DOCUMENT TEXT
Sister Dolly was born and raised in Baltimore and made her First Holy Communion at the Baltimore Basilica (now the Basilica of the National Shrine of the Assumption of the Blessed Virgin Mary).
“All the other little girls wanted to be Sisters,” she says, “I didn’t!” But by high school, she felt drawn to religious life and experienced the call in odd places—in class, at the beach, while window shopping.
She visited the Mission Helper Center in Baltimore County and was, she recalls, “so impressed with the zeal and hospitality of those Sisters. They seemed so happy, and the work of the Community was just what I was looking for—people-to-people ministry.”
She joined the Community in 1950 and her first mission was in Henderson, North Carolina, a state that would call her back many times over the next decades. She taught religious education in parishes in Pennsylvania, New York and Arizona before returning to North Carolina to serve in the Diocese of Raleigh.
She traveled throughout North Carolina teaching catechists and holding classes and study groups for both youngsters and adults. She also taught seminarians how to teach religion.
She served for five years in Pittsburgh, preparing master catechists to train new catechists throughout the Diocese, and in the Archdiocese of Baltimore as a consultant on early childhood education for special needs children and as pastoral associate at Our lady of Fatima.
Back in North Carolina at Elizabeth of Hungary in Raeford, she was among the nation’s first Sisters to serve as pastoral administrator in a non-priest parish; she was the first in North Carolina. After six years in Raeford, she was named pastoral administrator of St. Joan of Arc in Plymouth.
Sr. Dolly “semi-retired” in 2005, but by 2006 she had been named manager of the Mission Helper Center and in 2008, was elected vice president of the Community. For the last 10 years she has been a vital member of the Mission Advancement Department, recording incoming contributions and playing a major role in fundraising special events.
Now living at St. Elizabeth’s Retirement Community, Sr. Dolly visits residents providing spiritual support as needed. She is currently in Phone Ministry, calling on members of the Mission Helper and St. Elizabeth families during the COVID-19 pandemic.
She holds a bachelor’s degree in Psychology and a master’s in Education, both from Loyola University Maryland.

ASSIGNMENT
Print the part of the profile of Sister Dolly running from "Now living at" down to "the COVID-19 pandemic.", word for word. The listing that comes next is drawn from a different source than the profile of Sister Dolly.

DATA FOR REVIEW
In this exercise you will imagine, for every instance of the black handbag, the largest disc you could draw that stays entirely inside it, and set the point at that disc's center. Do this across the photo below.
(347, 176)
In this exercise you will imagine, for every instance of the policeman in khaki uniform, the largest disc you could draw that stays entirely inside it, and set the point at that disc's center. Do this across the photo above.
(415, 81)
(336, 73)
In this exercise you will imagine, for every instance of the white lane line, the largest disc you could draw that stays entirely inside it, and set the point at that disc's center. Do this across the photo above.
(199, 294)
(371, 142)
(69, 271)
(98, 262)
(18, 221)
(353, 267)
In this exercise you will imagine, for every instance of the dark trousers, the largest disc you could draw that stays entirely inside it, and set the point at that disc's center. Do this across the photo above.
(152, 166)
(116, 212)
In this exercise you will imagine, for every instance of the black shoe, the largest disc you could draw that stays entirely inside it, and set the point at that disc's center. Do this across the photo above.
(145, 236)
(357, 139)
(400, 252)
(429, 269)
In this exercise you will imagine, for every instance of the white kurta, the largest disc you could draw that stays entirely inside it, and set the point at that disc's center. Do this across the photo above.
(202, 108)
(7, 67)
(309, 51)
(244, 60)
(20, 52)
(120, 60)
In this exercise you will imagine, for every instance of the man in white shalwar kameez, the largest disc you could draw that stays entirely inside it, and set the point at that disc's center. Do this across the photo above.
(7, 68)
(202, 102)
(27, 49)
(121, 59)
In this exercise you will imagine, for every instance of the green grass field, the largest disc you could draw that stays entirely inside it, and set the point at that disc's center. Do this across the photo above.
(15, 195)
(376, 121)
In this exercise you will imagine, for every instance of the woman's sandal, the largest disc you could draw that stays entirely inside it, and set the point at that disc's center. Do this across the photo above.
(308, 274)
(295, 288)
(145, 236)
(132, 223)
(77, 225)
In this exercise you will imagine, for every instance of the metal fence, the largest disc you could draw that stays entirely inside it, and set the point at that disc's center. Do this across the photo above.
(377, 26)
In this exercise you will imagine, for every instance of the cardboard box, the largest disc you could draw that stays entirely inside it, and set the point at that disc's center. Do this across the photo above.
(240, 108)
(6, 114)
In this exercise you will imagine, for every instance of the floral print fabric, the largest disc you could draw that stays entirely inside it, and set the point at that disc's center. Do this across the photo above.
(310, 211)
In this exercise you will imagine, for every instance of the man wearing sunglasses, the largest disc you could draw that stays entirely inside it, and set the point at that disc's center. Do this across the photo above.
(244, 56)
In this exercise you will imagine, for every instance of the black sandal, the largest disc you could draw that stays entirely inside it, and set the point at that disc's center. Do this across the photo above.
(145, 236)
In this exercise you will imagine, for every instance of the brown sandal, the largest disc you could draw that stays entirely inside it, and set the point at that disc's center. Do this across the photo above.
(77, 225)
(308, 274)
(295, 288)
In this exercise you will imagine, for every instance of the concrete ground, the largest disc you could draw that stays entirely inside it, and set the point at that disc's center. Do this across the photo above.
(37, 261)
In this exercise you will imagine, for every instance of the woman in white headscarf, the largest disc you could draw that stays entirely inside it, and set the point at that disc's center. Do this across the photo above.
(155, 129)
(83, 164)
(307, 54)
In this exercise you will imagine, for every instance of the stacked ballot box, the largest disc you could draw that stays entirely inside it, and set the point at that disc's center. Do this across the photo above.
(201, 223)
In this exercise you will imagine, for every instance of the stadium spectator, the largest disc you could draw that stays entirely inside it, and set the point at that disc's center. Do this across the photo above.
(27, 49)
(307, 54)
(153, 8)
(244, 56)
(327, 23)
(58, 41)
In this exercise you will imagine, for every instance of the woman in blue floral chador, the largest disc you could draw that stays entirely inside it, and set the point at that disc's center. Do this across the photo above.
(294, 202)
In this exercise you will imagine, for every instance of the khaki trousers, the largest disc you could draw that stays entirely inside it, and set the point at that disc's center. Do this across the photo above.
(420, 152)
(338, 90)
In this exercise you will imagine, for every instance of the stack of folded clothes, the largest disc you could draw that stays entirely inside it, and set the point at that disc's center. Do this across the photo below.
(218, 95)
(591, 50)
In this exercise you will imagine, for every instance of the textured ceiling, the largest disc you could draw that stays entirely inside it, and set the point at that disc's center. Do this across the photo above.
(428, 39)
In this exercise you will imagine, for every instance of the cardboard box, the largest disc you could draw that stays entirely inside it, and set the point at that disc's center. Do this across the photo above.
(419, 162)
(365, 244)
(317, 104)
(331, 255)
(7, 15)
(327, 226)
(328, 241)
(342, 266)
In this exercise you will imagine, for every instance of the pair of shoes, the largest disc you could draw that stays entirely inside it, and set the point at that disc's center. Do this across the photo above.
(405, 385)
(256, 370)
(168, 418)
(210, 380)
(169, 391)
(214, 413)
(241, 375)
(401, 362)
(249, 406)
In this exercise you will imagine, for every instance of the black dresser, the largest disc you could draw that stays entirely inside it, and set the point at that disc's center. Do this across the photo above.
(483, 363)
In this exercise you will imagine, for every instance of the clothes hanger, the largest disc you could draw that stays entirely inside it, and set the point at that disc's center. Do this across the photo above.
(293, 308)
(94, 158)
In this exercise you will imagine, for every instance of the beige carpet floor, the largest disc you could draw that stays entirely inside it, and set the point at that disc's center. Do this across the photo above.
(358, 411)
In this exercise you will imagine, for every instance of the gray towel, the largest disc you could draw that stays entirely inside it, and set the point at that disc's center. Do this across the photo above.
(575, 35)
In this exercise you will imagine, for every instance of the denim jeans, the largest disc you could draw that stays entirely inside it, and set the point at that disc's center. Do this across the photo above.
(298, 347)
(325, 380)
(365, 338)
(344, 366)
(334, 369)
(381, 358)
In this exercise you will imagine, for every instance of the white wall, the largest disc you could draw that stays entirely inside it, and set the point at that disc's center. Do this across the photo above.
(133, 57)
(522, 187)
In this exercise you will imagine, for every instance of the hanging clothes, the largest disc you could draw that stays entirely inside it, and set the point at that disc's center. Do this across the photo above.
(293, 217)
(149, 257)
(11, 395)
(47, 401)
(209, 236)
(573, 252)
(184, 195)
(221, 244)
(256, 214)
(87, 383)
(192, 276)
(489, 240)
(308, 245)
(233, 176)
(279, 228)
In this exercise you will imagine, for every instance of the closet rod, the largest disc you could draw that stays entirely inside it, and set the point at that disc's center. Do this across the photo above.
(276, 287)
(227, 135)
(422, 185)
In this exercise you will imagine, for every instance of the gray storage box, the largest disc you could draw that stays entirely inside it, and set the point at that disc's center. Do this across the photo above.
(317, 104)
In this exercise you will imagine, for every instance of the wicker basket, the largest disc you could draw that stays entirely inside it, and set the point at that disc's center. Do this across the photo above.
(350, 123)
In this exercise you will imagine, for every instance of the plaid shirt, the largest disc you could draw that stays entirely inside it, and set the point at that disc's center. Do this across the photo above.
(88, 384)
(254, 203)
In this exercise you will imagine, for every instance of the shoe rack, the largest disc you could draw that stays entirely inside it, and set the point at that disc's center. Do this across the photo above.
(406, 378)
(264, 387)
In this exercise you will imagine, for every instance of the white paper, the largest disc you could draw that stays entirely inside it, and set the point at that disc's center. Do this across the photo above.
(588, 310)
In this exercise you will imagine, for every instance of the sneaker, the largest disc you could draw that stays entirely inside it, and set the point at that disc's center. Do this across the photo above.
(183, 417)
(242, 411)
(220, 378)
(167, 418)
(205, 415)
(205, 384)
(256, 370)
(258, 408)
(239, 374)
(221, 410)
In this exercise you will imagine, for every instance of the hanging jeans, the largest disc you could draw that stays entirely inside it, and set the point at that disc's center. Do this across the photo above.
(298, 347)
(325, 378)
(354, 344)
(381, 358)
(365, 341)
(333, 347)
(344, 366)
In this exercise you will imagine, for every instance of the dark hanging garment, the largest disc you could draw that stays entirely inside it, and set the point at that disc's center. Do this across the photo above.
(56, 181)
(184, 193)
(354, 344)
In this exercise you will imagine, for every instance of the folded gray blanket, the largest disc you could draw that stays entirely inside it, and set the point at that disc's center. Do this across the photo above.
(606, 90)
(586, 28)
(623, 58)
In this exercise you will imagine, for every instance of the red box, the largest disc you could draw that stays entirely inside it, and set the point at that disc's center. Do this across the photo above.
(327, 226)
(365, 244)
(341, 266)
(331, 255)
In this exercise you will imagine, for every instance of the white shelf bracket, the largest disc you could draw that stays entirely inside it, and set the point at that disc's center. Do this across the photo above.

RESPONSE TO THE EXERCISE
Now living at St. Elizabeth’s Retirement Community, Sr. Dolly visits residents providing spiritual support as needed. She is currently in Phone Ministry, calling on members of the Mission Helper and St. Elizabeth families during the COVID-19 pandemic.